● STUDY TEXT:
================

He was born at Csatd near Temesvar in Hungary. His father, a government official, died at Budapest in 1807, leaving his children in the care of their mother, who in 1811 married again. In 1819 Nikolaus went to the University of Vienna; he subsequently studied Hungarian law at Bratislava and then spent the best part of four years in qualifying himself in medicine. Unable to settle down to any profession, he had already begun to write verse; and the disposition to sentimental melancholy inherited from his mother, stimulated by disappointments in love and by the prevailing fashion of the romantic school of poetry, descended into gloom after his mother's death in 1829.
Soon afterwards, a legacy from his grandmother enabled him to devote himself wholly to poetry. His first ptiblished poems appeared in 1827, in JG Seidl's Aurora. In 1831 he went to Stuttgart, where he published a volume of Gedichte (183 2) dedicated to the Swabian poet, Gustav Schwab. Here he also made the acquaintance of Ludwig Uhland, Justinus Kerner, Karl Mayerl and others; but his restless spirit longed for change, and he determined to seek for peace and freedom in America.

================

[Dataset records]
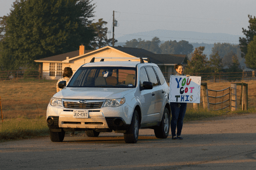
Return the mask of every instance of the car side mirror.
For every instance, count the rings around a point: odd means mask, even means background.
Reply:
[[[59,87],[59,88],[62,89],[66,87],[67,85],[66,83],[67,82],[66,81],[61,81],[58,84],[58,86]]]
[[[143,89],[152,89],[153,88],[153,84],[150,82],[143,82],[142,87]]]

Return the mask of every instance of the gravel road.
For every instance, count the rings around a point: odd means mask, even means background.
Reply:
[[[256,114],[186,123],[181,136],[140,129],[136,144],[115,133],[2,142],[0,169],[256,169]]]

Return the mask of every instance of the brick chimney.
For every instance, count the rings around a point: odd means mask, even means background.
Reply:
[[[84,54],[84,46],[82,44],[79,46],[79,56]]]

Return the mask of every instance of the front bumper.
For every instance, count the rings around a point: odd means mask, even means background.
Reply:
[[[77,110],[77,109],[76,109]],[[73,117],[72,109],[60,106],[48,105],[47,122],[53,122],[49,125],[51,129],[63,128],[75,130],[89,129],[104,129],[110,130],[126,130],[130,127],[132,116],[132,110],[129,106],[124,104],[118,107],[102,107],[100,109],[89,110],[88,118]],[[49,119],[53,119],[50,121]],[[66,130],[65,130],[66,131]]]

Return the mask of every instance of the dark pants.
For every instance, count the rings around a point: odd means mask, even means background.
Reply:
[[[180,104],[179,108],[178,104]],[[170,102],[170,110],[172,111],[172,120],[170,121],[170,131],[172,136],[180,136],[182,126],[183,125],[183,119],[187,108],[186,103],[174,103]]]

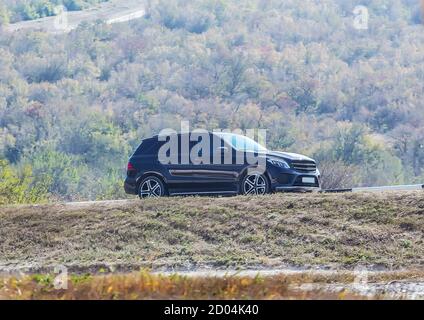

================

● USING THE INFORMATION:
**1)** List every place name that appears in the biographical text about Nikolaus, in the order they first occur.
**2)** Resume the biographical text about Nikolaus, picking up right after its final sentence about his decision to seek peace and freedom in America.

● ANSWERS TO EACH TASK:
**1)** Csatd, Temesvar, Hungary, Budapest, Vienna, Bratislava, Stuttgart, America

**2)**
In October 1832 he landed at Baltimore and settled on a homestead in Ohio. But the reality of life in the primeval forest fell lamentably short of the ideal he had pictured; he disliked the Americans with their eternal English lisping of dollars (englisches Talergelispel); and in 1833 he returned to Germany, where the appreciation of his first volume of poems revived his spirits. From then on he lived partly in Stuttgart and partly in Vienna. In 1836 appeared his Faust, in which he laid bare his own soul to the world; in 1837, Savonarola, an epic in which freedom from political and intellectual tyranny is insisted upon as essential to Christianity. In 1838 his Neuere Gedichte proved that Savonarola had been the result of a passing exaltation. Of these new poems, some of the finest were inspired by his hopeless passion for Sophie von Löwenthal, the wife of a friend. In 1842 appeared Die Albigenser, and in 1844 he began writing his Don Juan, a fragment of which was published after his death. Soon afterwards his never well-balanced mind began to show signs of aberration, and in October 1844 he was placed under restraint. He died in the asylum at Oberdobling near Vienna.
Lenau's fame rests mainly upon his shorter poems; even his epics are essentially lyric in quality. He is the greatest modern lyric poet of Austria, and the typical representative in German literature of that pessimistic Weltschmerz which, beginning with Lord Byron, reached its culmination in the poetry of Giacomo Leopardi.